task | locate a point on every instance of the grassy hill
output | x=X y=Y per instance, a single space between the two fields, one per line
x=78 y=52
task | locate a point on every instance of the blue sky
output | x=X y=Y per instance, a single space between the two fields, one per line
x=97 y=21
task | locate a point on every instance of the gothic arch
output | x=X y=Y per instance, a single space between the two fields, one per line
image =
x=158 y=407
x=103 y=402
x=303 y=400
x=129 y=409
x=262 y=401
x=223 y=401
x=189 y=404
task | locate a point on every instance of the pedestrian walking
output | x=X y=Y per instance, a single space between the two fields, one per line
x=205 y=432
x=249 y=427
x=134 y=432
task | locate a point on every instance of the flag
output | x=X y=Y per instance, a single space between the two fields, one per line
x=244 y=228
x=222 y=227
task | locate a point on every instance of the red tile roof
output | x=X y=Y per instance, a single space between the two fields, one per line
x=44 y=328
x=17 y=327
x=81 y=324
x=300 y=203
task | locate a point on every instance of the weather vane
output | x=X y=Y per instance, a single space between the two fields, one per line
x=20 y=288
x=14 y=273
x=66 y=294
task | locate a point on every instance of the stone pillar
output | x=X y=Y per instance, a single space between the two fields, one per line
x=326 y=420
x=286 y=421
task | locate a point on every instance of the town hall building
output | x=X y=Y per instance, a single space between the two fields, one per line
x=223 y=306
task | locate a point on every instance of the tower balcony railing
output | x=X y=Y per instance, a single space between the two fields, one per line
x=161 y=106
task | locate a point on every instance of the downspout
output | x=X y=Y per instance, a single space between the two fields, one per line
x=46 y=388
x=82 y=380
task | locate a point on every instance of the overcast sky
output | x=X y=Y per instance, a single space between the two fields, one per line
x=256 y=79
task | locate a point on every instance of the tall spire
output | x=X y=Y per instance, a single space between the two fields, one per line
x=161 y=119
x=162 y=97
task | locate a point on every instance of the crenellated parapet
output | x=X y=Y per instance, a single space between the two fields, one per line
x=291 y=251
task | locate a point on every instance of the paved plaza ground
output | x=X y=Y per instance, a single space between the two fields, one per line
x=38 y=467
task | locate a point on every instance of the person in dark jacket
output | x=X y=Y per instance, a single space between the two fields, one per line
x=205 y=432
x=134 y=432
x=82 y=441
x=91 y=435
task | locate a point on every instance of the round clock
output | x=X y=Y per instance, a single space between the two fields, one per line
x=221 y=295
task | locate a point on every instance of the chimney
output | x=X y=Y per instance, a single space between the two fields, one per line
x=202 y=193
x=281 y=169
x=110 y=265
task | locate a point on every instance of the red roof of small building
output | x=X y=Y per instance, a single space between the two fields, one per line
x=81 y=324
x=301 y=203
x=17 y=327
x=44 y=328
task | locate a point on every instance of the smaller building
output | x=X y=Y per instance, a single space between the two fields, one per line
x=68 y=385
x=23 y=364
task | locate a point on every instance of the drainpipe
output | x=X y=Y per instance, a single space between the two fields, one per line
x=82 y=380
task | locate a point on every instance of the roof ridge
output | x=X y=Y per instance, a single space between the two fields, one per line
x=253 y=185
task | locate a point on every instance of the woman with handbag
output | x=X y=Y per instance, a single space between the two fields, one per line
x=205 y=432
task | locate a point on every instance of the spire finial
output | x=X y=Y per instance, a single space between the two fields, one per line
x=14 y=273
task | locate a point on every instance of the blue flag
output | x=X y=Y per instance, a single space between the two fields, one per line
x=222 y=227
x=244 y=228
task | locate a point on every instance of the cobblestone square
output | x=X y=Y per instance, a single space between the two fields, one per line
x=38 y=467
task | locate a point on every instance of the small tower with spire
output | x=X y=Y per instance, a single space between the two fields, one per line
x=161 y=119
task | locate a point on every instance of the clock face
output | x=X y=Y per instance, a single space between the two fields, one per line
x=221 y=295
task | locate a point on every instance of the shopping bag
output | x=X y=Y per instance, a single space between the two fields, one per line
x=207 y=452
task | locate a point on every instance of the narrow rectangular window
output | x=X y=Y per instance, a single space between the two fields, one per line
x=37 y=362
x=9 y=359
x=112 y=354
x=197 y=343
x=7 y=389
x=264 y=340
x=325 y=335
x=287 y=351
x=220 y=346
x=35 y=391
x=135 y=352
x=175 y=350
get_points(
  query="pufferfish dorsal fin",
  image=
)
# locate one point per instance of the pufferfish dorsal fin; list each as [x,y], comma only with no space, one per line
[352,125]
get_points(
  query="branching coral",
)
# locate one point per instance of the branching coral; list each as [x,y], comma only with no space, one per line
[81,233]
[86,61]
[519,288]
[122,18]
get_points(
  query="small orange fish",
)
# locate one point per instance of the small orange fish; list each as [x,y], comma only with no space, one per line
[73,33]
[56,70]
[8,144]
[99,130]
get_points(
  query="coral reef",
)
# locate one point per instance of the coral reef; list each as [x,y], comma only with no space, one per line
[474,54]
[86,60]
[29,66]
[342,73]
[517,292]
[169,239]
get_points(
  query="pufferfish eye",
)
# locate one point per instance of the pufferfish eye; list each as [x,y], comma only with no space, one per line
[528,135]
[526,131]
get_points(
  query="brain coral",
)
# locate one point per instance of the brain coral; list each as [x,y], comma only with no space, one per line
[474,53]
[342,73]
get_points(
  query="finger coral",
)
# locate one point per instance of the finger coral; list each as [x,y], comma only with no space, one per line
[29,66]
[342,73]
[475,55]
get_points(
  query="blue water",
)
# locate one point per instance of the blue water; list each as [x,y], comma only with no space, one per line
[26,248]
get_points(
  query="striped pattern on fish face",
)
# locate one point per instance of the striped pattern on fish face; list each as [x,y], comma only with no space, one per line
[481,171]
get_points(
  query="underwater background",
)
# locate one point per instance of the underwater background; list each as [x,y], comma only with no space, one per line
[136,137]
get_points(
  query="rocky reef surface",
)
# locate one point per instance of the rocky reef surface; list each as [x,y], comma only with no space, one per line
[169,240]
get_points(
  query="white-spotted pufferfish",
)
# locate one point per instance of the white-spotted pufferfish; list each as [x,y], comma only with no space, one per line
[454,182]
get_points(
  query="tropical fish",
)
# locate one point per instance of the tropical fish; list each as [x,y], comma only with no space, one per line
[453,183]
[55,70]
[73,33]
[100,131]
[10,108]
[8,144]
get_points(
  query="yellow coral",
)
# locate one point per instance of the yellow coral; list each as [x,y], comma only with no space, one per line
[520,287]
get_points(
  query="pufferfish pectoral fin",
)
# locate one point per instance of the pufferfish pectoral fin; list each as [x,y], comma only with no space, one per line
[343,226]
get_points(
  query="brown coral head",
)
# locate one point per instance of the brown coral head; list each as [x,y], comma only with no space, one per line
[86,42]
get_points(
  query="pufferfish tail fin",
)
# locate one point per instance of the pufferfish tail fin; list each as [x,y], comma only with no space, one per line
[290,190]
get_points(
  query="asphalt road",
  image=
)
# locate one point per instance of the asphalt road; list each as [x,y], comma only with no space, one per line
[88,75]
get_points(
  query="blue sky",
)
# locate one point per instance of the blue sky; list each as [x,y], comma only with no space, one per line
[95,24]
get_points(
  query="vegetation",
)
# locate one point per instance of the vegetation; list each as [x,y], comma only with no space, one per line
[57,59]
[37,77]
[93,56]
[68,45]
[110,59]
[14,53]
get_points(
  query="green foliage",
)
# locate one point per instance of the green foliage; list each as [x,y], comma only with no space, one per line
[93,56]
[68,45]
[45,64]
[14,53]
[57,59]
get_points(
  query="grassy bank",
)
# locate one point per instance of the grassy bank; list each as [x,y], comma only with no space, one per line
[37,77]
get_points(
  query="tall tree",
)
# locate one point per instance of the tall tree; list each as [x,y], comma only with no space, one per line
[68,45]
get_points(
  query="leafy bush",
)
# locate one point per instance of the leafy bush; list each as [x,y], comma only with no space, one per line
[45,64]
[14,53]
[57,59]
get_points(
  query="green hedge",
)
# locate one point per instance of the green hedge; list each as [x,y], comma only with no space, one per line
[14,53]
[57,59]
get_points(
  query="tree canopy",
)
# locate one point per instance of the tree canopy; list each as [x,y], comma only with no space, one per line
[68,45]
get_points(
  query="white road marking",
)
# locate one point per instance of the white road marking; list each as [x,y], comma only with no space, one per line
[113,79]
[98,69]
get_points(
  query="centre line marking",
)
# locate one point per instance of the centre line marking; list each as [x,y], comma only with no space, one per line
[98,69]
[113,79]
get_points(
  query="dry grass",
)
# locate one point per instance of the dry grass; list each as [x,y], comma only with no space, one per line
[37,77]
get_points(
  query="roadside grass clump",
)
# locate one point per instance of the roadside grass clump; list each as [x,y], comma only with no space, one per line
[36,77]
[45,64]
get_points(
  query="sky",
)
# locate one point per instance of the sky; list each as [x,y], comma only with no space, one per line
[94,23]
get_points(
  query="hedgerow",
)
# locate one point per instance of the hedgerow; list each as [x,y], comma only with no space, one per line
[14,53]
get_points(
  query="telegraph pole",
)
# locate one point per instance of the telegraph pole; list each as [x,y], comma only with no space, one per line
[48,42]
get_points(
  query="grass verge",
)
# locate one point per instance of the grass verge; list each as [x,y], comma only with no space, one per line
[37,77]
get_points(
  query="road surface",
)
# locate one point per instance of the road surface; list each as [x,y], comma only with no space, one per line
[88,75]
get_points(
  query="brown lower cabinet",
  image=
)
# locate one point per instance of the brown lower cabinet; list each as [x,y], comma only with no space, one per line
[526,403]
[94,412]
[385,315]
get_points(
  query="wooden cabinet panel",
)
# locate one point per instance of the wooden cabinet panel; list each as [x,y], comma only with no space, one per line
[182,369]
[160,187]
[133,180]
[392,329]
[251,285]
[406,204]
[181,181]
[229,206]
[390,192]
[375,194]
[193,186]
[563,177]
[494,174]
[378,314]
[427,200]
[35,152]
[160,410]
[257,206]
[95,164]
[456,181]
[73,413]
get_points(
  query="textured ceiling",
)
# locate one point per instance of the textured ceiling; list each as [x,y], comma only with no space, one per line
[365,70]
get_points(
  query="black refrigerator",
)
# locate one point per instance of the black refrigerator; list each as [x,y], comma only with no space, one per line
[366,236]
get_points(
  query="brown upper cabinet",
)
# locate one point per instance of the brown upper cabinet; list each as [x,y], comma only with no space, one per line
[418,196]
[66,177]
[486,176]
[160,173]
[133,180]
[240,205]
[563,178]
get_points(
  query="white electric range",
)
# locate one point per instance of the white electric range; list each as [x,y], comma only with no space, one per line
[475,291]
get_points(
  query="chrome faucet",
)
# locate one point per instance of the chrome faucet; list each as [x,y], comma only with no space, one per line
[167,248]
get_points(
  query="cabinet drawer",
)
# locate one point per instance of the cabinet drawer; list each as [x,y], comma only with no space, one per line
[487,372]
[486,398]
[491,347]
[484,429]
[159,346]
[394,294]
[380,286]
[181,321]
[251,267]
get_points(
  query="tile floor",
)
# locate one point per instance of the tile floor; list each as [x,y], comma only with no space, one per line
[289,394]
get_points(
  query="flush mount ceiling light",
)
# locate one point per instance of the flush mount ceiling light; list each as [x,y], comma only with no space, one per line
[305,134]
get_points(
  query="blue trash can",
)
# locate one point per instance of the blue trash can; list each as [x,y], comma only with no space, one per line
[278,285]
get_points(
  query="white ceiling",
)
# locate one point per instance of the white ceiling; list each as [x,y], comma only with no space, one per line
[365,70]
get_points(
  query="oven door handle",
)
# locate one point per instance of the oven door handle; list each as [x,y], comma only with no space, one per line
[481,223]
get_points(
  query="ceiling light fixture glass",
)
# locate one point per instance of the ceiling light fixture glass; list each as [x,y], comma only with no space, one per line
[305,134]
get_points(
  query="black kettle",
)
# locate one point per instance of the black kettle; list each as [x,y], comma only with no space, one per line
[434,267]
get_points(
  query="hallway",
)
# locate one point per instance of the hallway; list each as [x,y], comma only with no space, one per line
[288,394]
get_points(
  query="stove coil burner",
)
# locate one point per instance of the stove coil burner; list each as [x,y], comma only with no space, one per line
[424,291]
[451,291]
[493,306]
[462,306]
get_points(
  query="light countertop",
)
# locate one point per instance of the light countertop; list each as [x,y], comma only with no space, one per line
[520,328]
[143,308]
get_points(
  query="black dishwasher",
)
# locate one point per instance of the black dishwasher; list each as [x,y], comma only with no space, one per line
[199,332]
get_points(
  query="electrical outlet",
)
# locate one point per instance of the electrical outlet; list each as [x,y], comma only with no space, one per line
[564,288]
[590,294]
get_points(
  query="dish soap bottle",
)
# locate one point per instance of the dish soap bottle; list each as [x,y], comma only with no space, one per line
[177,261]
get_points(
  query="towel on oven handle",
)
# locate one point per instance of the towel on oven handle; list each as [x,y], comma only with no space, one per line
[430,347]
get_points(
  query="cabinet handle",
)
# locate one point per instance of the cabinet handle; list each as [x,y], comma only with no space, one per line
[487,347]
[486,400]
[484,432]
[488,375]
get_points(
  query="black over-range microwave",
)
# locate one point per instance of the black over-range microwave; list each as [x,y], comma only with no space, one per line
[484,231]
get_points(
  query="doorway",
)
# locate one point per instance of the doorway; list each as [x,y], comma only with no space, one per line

> **任务说明**: 能否把上面列表中从含有“task | locate a point on every instance of the tall”的那一行开始、一直到含有“x=253 y=185”的那一行为止的各行原样重复一遍？首尾两行都包括在内。

> **书面作答**:
task | locate a point on every instance of the tall spire
output | x=X y=Y per instance, a single space between the two fields, one per line
x=161 y=119
x=162 y=97
task | locate a point on every instance of the crenellated parapet
output | x=X y=Y per instance, a single space between the two fields, one per line
x=291 y=251
task | locate a point on every instance of the paved plaza ground
output | x=X y=Y per instance, a single space between the two fields, one per line
x=38 y=467
task | locate a point on every instance of the person in dark jacket
output | x=X y=Y per instance, a single space between the two fields, one per line
x=205 y=432
x=134 y=432
x=82 y=441
x=91 y=435
task | locate a point on every instance of the round clock
output | x=X y=Y per instance, a single space between the two fields, one per line
x=221 y=295
task | locate a point on every instance of the chimney
output | x=X y=Y per instance, a single space between the two fields, one per line
x=202 y=193
x=281 y=169
x=110 y=265
task | locate a point on every instance of the red roof of small building
output | x=X y=Y per instance, a single space between the two fields, one per line
x=81 y=324
x=301 y=203
x=17 y=327
x=44 y=328
task | locate a point on every instance of the smaller building
output | x=X y=Y per instance, a single space between the two fields, one per line
x=68 y=385
x=23 y=364
task | locate a point on every instance of the drainpipe
output | x=X y=Y per instance, a single space between the two fields, one per line
x=82 y=380
task | locate a point on every instance of the roof ridge
output | x=X y=Y per instance, a single space between the two fields, one per line
x=253 y=185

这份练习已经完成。